> **Work item**
Please find every line in the material below that contains the word "positive" and copy each one in full. Case counts.

> **Raw data**
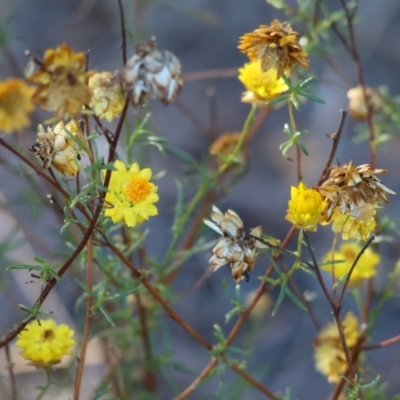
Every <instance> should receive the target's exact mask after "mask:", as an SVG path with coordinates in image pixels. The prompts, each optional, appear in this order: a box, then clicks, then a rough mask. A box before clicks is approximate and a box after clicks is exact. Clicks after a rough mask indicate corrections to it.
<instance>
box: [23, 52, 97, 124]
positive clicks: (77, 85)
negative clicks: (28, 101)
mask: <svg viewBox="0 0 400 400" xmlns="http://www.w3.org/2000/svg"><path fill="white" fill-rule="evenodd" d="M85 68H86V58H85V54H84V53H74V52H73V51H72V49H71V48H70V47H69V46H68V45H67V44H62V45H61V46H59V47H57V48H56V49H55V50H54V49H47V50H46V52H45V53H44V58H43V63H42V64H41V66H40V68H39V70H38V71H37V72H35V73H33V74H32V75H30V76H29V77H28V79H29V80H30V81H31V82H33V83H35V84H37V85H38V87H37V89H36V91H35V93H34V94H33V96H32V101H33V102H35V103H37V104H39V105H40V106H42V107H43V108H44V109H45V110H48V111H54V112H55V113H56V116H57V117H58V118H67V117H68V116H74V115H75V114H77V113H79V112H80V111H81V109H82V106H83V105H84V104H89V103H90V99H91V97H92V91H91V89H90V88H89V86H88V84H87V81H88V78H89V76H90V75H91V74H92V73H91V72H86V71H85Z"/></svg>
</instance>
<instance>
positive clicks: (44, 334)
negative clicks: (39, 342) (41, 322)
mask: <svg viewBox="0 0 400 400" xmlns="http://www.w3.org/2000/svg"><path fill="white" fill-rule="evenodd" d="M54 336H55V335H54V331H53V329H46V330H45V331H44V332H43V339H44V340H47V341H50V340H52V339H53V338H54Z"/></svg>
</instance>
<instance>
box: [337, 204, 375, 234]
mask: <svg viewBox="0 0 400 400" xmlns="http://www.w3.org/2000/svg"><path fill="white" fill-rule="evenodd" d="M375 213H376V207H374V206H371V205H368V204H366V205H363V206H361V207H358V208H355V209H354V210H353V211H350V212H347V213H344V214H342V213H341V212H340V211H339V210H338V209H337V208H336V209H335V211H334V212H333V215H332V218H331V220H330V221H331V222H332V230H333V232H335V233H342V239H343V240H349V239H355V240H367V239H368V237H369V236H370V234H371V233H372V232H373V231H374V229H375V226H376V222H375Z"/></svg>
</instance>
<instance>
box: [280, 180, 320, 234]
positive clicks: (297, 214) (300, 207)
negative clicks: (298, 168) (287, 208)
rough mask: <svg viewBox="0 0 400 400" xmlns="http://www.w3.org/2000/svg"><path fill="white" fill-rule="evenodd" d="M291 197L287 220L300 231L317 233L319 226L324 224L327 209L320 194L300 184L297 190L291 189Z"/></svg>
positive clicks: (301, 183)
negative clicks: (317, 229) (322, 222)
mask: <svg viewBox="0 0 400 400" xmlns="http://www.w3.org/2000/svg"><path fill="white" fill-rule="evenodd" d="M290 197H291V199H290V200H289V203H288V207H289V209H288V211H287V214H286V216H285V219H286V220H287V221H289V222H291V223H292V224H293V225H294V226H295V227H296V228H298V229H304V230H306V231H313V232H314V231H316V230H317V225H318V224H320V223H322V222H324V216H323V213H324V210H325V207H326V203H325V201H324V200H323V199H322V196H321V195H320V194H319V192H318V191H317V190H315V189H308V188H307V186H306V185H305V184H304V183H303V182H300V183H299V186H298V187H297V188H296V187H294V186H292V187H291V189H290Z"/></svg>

--

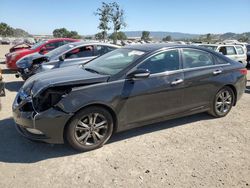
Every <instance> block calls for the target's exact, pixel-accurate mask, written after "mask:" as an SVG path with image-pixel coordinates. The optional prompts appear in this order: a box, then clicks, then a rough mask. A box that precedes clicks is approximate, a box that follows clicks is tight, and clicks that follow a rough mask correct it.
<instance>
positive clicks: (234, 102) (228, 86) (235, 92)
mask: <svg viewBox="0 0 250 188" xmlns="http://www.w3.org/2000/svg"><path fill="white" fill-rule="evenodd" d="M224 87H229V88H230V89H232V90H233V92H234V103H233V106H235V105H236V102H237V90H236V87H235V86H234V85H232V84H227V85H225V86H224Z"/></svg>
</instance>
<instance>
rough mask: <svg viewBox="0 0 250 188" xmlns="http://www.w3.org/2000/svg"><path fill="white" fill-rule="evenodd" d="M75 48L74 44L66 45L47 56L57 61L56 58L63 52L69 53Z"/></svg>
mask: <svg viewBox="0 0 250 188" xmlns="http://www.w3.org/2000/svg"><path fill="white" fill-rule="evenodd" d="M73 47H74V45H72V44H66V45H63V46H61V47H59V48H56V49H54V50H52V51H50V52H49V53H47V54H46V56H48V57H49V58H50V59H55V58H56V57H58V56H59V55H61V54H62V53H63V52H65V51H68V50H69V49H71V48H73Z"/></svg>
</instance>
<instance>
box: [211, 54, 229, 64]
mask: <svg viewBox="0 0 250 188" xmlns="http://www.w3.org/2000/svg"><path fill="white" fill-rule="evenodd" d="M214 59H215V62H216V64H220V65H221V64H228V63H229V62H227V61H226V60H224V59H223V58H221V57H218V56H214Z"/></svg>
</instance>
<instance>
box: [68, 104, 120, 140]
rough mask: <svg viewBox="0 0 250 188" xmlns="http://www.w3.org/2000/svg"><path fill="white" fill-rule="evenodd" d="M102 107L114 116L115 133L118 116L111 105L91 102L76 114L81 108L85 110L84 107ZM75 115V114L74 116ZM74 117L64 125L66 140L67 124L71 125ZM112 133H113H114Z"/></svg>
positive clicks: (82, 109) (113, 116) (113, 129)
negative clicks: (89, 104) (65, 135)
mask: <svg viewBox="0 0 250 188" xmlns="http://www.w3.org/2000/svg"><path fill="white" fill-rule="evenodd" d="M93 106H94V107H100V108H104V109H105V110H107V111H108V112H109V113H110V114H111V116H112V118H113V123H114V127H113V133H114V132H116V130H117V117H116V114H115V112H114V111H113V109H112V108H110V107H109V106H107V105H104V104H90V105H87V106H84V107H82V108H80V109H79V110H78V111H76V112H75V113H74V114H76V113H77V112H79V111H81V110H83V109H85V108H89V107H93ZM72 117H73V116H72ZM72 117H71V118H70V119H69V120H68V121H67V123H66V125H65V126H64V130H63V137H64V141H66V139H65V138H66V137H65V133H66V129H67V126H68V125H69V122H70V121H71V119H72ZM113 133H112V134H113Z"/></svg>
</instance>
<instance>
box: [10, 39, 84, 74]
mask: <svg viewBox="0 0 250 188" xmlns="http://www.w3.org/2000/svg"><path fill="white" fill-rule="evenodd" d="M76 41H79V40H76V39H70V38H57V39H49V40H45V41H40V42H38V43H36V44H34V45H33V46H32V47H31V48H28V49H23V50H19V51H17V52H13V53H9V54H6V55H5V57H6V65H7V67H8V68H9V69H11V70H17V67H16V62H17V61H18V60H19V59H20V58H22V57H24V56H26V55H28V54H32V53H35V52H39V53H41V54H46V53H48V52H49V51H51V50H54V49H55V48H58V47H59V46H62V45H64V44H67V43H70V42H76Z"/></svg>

> **Response to this exercise**
positive clicks: (77, 85)
positive clicks: (44, 334)
positive clicks: (297, 214) (300, 207)
positive clicks: (301, 183)
positive clicks: (234, 102) (228, 86) (235, 92)
positive clicks: (82, 109) (113, 116) (113, 129)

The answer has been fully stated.